** Potongan Teks **
________________________________________

Senin, 17 Februari 2014

BERAGAMA KARENA MINDER

   Saya telihat diskusi seru dengan vokalis band rock hari itu. Awalnya,lagi-lagi adalah sebuah twit. Pertanyaan-pertanyaan tentang Tuhan dan ketuhanan selalu menarik untuk saya. Menurut saya nggak pernah ada habisnya, nggak pernah basi, sekaligus nggak pernah pasti. Serbarelatif dengan pintu-pintu kemungkinan selalu bisa dibuka-ditutup.

    saya pernah menulis sesuatu tentang sesuatu yang kurang lebih mirip sebelumnya di Halau Galau. Tentang apakah manusia tetap berbuat baik jika surga dan neraka ternyata tidak ada? Apakah manusia tetap berbuat baik tanpa pamrih? Apakah manusia tak akan berhitung untung-rugi? Apakah dunia lebih baik jika manusia tak di iming-imingi pahala? Atau, mungkinkah dunia jadi lebih kisruh karena semua oang cuma mementingkan diri sendiri dan nggak peduli pada kepentingan orang lain?
    Disekitar waktu yang sama dengan diskusi Twitter itu, saya meonton sebuah film komedi romantis karya sutradara Ricky Gervais.
Ceritanya sederhana, seorang lelaki biasa-biasa saja, mukanya biasa-biasa saja, dan dompetnya tak kalah biasa-biasa saja naksir pada gadis cantik. Sebagai lazimnya perempuan cantik, tentu si gadis pasang harga. Ternyata di Hollywood pun berlaku premis Jawa, "lanang menang milih, wedok menang nolak".

________________________________________

** Soal Latihan A **
Jawab pertanyaan berikut berdasarkan tulisan tentang beragama karena minder.
(i) Apa yang mengawali diskusi dengan vokalis band rock?
(ii) Di mana penulis sebelumnya pernah menulis hal yang kurang lebih mirip?
(iii) Siapa sutradara film komedi romantis yang ditonton penulis?
** Soal Latihan B **
Teruskan tulisan tentang beragama karena minder mulai dari sesudah kalimat terakhirnya.
Baris data di bawah ini diambil dari sumber yang berbeda.

** Baris Data **
________________________________________

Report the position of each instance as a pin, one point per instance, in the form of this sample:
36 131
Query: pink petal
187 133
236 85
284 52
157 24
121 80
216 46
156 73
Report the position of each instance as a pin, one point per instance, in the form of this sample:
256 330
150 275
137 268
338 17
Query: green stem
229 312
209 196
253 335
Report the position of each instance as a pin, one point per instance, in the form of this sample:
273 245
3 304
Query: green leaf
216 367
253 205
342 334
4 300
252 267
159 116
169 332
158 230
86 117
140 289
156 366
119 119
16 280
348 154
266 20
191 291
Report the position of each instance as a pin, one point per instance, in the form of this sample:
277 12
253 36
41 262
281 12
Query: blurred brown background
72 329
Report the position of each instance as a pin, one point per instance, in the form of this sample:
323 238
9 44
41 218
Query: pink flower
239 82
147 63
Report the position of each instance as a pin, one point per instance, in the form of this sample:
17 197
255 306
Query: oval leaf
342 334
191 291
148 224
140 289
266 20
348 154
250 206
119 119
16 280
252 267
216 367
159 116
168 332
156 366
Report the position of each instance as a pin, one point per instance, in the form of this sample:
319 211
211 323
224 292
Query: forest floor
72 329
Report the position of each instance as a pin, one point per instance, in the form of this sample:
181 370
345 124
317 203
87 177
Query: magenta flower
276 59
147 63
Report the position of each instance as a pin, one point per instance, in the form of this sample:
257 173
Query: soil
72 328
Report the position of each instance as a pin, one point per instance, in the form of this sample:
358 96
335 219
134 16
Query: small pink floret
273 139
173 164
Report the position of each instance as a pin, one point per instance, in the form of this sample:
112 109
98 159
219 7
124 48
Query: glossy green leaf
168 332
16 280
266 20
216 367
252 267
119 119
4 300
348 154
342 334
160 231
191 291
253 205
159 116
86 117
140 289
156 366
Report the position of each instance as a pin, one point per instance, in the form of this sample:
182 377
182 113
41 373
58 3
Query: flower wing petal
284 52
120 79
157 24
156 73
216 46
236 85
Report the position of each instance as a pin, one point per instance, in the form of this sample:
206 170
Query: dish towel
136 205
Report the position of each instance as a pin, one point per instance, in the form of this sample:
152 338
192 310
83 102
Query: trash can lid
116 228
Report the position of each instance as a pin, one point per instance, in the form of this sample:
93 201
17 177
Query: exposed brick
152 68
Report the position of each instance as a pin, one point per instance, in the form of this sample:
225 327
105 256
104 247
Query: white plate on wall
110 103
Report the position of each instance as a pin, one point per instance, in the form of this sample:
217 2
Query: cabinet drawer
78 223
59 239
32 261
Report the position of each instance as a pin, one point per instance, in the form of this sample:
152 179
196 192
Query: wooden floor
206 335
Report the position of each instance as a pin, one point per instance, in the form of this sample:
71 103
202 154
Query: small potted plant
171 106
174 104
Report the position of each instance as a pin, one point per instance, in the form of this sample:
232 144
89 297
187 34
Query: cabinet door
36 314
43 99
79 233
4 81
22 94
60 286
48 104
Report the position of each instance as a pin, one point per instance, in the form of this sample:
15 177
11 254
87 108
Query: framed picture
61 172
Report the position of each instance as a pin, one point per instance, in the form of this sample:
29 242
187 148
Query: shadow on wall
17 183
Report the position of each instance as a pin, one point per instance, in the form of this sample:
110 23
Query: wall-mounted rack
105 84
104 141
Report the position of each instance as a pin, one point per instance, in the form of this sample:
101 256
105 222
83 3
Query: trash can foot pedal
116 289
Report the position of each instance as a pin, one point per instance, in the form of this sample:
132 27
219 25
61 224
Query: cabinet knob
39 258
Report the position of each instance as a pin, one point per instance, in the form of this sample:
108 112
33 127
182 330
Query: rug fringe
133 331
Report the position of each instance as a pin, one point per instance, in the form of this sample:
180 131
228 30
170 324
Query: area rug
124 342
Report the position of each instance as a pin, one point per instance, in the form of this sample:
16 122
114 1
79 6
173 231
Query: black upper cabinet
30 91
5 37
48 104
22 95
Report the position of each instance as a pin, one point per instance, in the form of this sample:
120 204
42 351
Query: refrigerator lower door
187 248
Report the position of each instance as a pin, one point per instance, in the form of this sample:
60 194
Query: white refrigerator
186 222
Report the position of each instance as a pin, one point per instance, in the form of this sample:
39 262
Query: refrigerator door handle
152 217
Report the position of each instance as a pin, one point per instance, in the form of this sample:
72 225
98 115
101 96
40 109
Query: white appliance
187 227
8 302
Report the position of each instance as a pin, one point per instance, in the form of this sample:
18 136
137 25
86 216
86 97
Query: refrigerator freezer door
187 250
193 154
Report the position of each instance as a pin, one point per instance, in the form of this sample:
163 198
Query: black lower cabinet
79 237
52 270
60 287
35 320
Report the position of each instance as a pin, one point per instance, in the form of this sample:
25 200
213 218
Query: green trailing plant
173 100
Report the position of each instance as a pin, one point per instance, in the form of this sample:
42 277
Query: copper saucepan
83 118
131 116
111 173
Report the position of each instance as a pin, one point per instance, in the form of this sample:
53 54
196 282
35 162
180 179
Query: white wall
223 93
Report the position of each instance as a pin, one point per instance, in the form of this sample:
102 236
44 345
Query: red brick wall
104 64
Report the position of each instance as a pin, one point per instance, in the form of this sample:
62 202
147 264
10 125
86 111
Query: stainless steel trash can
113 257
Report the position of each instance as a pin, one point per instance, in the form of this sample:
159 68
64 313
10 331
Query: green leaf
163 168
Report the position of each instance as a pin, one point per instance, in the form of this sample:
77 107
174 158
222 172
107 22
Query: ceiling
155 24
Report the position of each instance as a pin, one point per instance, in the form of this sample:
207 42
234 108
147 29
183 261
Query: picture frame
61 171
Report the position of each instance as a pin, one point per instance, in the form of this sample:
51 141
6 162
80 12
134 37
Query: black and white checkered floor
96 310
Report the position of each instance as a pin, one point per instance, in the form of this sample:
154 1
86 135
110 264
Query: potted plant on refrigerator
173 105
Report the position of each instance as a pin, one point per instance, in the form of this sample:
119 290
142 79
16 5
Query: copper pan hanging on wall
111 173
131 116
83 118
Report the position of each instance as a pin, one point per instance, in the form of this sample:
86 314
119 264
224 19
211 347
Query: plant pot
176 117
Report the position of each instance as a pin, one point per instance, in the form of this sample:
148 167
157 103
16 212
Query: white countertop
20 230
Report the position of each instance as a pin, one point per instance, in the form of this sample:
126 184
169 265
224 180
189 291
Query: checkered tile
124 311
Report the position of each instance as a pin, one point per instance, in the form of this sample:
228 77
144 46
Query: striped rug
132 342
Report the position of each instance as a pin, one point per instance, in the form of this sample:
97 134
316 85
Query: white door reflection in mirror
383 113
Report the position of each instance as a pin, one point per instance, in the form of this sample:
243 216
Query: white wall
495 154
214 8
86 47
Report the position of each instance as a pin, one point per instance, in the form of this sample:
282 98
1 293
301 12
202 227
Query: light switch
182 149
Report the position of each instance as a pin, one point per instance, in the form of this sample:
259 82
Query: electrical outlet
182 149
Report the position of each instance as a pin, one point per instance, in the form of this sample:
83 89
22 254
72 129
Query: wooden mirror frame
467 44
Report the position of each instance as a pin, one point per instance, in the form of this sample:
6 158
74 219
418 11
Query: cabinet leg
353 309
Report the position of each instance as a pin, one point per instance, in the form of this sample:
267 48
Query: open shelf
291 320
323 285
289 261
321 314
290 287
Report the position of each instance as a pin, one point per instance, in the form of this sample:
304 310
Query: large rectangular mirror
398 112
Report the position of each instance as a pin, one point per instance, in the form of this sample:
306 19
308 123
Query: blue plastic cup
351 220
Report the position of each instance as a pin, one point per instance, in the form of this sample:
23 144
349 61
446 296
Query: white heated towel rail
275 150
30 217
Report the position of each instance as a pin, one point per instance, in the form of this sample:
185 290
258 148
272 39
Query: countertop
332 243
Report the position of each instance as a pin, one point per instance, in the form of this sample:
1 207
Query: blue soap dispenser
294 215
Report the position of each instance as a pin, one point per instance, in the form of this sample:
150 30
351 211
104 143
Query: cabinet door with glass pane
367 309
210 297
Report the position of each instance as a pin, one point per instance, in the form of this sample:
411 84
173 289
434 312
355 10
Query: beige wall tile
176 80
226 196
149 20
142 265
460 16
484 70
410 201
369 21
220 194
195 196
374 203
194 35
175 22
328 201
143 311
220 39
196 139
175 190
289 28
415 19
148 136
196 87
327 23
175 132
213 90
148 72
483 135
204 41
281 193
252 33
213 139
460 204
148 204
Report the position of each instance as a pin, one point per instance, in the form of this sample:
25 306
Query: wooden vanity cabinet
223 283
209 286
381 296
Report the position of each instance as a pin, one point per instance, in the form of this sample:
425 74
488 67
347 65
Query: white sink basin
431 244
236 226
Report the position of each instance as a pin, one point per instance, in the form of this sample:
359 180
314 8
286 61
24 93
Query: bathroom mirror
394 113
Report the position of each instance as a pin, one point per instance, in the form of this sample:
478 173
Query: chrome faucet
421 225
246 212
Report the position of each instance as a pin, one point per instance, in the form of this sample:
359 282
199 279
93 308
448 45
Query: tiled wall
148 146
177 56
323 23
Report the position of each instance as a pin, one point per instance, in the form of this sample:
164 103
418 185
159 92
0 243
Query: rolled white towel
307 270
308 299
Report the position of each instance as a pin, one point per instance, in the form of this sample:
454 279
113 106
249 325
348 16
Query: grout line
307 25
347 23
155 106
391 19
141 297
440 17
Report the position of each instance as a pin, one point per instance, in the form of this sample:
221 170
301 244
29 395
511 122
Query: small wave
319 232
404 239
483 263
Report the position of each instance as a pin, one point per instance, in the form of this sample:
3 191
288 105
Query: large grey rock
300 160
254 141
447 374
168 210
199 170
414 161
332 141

________________________________________

** Jawaban Benar A **
(i) Sebuah twit.
(ii) Di Halau Galau.
(iii) Ricky Gervais.

** Jawaban Benar B **
    Judul film itu mungkin bisa memberikan gambaran, The Invention of Lying. Di film yang dibuat pada 2009 tersebut dceritakan, seluruh warga sebuah kota jujur. Semua disampaikan blaka sutha, apa adanya, tanpa ditimbang-timbang, dipikir-pikir.
    Warga kota pun akhirnya kuat mental karena paling menyakitkan dikuping dan dihati. Sampai suatu hari, si lelaki, yang diceritakan sebagai pembuat film yang kepepet, tak sengaja berbohong. Ternyata berbohong membebaskan diri dari masalah dan membuat hidupnya lebih mudah. Nenek si lelaki bisa menghadapi kematianya dengan senyum lebar dan bebas ketakutan saat dia didongengi tentang keindahan surga. Otak saya tergelitik, bagaimana jika surga yang kita harap-harap cemaskan itu ternyata hanya dongeng?
    Kali ini saya meminta izin untuk sejenak melepaskan pembicaraan ini dari apa yang kita dengar dari kitab-kitab dan segala doktrinya. Saya ingin membebaskan diri dengan pertanyaan-pertanyaan "bagaimana seandainya". Kenapa sih saya beragama? Tentunya karna saya tak tahu rasanya tidak beragama.
    Apa sih gunanya saya beragama? Saya berpikir lama-lama. Dalam-dalam. Sungguh saya nggak punya jawaban tepat atau paling tidak mendekati memuaskan hati kecil saya sendiri. Mungkin karena takut. Tahu kan hebatnya clerical bullying?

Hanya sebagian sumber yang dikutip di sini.